*EXTRACT PROVIDED*.
***

# hair algea



## gerardo (Jun 13, 2007)

I've hair algae first was green and know is turning brown and it's persistant and taking over. Any ideas as to how to get rid of it?


----------



## eklikewhoa (Jul 24, 2006)

How is your water change routine?
Fertilizers?
Co2?
Tanks size?
Lighting?
Temp?
Plant/fish stocking?


----------



## gerardo (Jun 13, 2007)

60 gallon 39 L x 23 T x 15 W Tank
4 - 30 watt flouresent in total i have 120 watts
ph - 6.5
kh - 7
Co2 presurized 26 ppm
Temp - 77
No3 - 2
Po4 - 0 mg/l
Fe - .1 mg/l

Stocking is:
20 Tetras
10 neones
7 mollies
7 zebra danios

I change the 30 % of water once a week. I was using Flourish every day but i stop when i realize that the algae was growing and i start to put Flourish excel but it seems not to work.


----------



## Laith (Sep 4, 2004)

If your test kits are correct, then your macros are low. You need to add NO3 and PO4. Flourish only adds micros (iron and trace elements).

Here's some good reading:

www.rexgrigg.com

and two styles of fertilizing:

http://www.aquaticplantcentral.com/...zing/15225-estimative-index-dosing-guide.html

http://www.aquaticplantcentral.com/forumapc/pps-analysis-feedback/39491-newbie-guide-pps-pro.html


----------



## skewlboy (Jun 9, 2006)

No algae eaters in the tank?


----------



## hoppycalif (Apr 7, 2005)

Using a drop checker, with 4 dKH distilled or DI water in it will let you be sure your CO2 is at near the maximum concentration. Just measuring the tank water pH and KH isn't an accurate method for determining CO2 in the water.


----------



## goalcreas (Nov 20, 2006)

getting the tank in balance is what you really need to do, but for the mean time, you can get a couple of Flag fish, they will eat every last bit of this stuff, and they are not bad looking fish and stay rather small. They are usually pretty cheap as well, maybe $1.50 to $2.50 each.


----------

***

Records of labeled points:
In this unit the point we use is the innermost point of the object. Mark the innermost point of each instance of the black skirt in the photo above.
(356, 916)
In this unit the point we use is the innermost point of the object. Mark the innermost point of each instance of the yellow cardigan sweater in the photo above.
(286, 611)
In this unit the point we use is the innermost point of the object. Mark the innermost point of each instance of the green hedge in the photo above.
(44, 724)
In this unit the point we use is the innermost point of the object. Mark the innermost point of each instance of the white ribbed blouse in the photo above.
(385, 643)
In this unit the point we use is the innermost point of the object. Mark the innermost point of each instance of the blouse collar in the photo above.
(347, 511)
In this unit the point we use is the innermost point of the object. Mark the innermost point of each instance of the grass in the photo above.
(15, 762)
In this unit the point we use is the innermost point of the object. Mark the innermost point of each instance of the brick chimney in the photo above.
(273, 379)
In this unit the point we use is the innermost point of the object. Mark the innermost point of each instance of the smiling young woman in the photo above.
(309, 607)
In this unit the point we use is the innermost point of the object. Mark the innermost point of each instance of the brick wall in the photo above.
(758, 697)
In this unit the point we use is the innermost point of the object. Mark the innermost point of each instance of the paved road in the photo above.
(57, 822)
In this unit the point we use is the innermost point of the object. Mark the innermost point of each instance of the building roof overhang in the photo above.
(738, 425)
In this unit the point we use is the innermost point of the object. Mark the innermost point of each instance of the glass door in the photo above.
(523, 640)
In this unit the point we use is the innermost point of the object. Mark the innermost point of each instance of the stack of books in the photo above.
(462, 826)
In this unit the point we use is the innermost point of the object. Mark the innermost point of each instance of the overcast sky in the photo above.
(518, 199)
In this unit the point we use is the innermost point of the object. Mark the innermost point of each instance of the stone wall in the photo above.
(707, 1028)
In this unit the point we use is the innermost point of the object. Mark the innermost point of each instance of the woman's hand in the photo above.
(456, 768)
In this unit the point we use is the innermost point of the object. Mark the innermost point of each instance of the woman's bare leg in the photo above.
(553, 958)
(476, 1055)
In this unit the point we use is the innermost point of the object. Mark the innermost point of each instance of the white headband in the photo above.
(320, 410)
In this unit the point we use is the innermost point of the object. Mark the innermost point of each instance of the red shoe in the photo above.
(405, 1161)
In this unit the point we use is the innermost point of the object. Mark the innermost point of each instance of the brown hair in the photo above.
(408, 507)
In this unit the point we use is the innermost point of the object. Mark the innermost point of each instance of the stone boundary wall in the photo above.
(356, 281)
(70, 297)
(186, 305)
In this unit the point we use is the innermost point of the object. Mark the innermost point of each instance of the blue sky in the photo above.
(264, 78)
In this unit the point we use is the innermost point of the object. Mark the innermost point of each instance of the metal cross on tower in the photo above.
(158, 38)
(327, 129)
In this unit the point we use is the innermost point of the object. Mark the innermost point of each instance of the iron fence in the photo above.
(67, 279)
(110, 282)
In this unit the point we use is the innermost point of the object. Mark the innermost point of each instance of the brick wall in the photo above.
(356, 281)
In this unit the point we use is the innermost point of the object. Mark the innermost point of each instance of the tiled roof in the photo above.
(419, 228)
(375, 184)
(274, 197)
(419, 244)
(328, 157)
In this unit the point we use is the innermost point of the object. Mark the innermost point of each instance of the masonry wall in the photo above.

***

*DESCRIPTION OF THE TASK*.
Give a three-sentence summary of the hair algae thread.

*RESPONSE TO THIS TASK*.
A hobbyist reports hair algae in a 60-gallon tank that began green, is turning brown, and is taking over. After being asked for details, the hobbyist lists the setup, including pressurized CO2 at 26 ppm, NO3 at 2, PO4 at 0, weekly 30% water changes, and a switch from daily Flourish to Flourish Excel. Replies say that if the test kits are right the macros are low and NO3 and PO4 should be added because Flourish supplies only micros, ask about algae eaters, recommend a drop checker because pH and KH readings are not an accurate way to determine CO2, and suggest a couple of inexpensive Flag fish to eat the algae while the tank is brought into balance.